Actions to take
• a. In the forum question about minimizing a sum of squared differences, at what value of x has the poster proved that the derivative of A equals zero?
• b. Continue the forum question about minimizing a sum of squared differences, starting right after its final sentence.

Given text
^^^^

Minimize $\frac{1}{2}\sum_{k=1}^m (x_{k+1}-x_{k})^2$

Question

Given sequence: $$ \begin{cases} x_{n+1}(2\cos(\frac{\pi}{m})-x_n)=1,\forall n\geq 1\\ x_1=x\in\mathbb R,m\in\mathbb N,m\geq 2 \end{cases} $$ Minimize $$A=\frac{1}{2}\sum_{k=1}^m (x_{k+1}-x_{k})^2$$ Edit

I've proved that $\frac{dA}{dx}|_{x=-1}=0$ (see my answer). The problem now is to show that $A_{\min}=A|_{x=-1}$ is the global minimum.

^^^^

Listed records
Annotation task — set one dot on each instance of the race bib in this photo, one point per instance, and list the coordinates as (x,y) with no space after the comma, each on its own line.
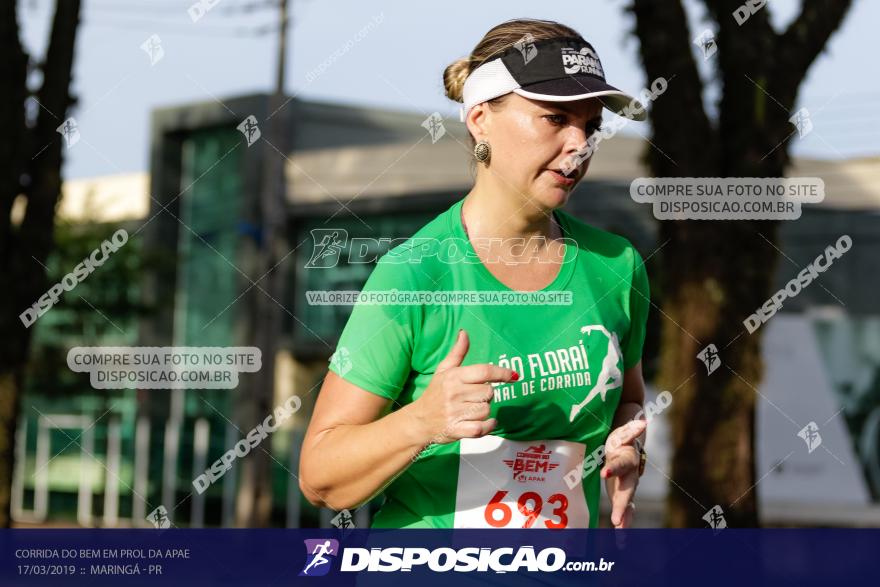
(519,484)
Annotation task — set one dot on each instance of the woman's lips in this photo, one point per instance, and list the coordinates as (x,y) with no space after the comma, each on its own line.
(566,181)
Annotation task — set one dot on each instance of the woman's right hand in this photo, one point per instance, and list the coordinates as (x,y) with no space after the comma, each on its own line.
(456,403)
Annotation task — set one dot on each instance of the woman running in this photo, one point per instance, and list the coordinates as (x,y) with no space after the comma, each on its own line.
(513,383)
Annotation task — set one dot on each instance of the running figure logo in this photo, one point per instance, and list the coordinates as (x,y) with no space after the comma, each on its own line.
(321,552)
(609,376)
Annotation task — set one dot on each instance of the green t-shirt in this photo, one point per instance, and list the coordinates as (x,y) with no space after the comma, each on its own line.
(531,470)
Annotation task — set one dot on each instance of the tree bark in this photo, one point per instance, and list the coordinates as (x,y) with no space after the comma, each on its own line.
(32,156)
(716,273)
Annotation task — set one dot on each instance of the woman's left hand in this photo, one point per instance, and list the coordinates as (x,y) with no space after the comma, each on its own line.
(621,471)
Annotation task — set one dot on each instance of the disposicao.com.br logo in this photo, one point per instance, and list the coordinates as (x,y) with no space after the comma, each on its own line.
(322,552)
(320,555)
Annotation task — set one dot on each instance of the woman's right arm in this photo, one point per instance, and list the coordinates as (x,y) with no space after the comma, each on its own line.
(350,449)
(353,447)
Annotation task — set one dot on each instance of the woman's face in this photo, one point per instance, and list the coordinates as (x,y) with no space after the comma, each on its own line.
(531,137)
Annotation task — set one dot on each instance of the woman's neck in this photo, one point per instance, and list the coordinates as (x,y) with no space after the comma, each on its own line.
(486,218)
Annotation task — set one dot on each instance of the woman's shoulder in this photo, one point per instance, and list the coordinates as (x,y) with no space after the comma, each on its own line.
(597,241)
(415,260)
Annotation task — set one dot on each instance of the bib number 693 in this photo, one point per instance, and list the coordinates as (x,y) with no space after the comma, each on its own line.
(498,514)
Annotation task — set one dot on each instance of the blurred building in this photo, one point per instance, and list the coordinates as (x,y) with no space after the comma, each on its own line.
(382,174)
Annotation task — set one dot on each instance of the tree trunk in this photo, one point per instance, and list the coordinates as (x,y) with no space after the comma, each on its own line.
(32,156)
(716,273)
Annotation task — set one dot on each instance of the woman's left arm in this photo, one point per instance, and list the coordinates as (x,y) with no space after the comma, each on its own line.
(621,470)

^^^^

Outputs
• a. At x = −1.

• b.
The part below belongs to the original post

$A$ is actually the area bounded by the zig-zag loop between $y=\frac{1}{2\cos(\frac{\pi}{m})-x}$ and $y=x$. I tried it on a computer and observed that $A$ minimizes at $x=-1,\forall m$, and other $m-1$ values of $x$, resulting in the same minimal value of $A$ (the only minimum of $A$). I did try to prove the necessary condition $\frac{dA}{dx} |_{x=-1}=0$, after some algebra, the equivalent equation is:$$\sum_{k=1}^m \left(x_k-2\cos\left(\frac{\pi}{m}\right)x_{k+1}^2+x_{k+1}^3\right)\prod_{i=1}^k x_i^2|_{x=-1}=0$$ I recognized a sort of symmetry inside the sum (sum of two terms (of the sum above) with indices adding up to $m$ is $0$ and the last term is $0$ as well) but I couldn't figure out how to deal with the product in the sum. How do I proceed from here?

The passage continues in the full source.